• [Task prompt]: Please write out all of the records below word for word, leaving the pictures out.

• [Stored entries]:
-------------------------
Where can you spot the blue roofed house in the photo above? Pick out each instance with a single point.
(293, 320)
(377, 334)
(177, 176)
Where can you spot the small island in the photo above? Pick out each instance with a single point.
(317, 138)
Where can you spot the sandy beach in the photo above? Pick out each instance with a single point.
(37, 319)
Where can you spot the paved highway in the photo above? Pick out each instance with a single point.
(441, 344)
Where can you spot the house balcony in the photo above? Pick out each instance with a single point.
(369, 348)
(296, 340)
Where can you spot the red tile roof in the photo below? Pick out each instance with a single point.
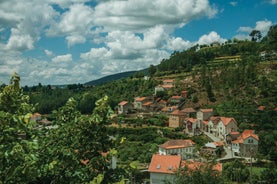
(123, 103)
(179, 143)
(193, 165)
(139, 99)
(178, 113)
(189, 110)
(147, 103)
(226, 120)
(206, 110)
(192, 120)
(246, 134)
(164, 163)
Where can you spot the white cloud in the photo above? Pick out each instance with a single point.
(62, 58)
(20, 41)
(141, 14)
(48, 53)
(210, 38)
(233, 3)
(75, 24)
(262, 26)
-------------------------
• [Solved problem]:
Where can you spot the blue roofed house in the photo above? Pick out each instance with a single point.
(293, 320)
(377, 334)
(177, 176)
Where can you spot the small island in the photo above? Pick out each instance with a single point.
(317, 138)
Where can you spot the sandy beach in the photo above? Pick out each instance with a single point.
(37, 319)
Where can you spot the paved highway in the photo above? Pick out each instance with a single point.
(441, 344)
Where can you spot the house balcony in the photo above? Pick out each instance with a single point.
(369, 348)
(296, 340)
Where can you spot the red tile roof in the photo below? Pick out each instance with a single point.
(123, 103)
(179, 143)
(193, 165)
(139, 99)
(178, 113)
(189, 110)
(147, 103)
(226, 120)
(206, 110)
(192, 120)
(246, 134)
(164, 163)
Where can you spot the white cloud in the photo above? Pick out each instance with a single point.
(62, 58)
(20, 41)
(141, 14)
(48, 53)
(210, 38)
(233, 3)
(75, 24)
(262, 26)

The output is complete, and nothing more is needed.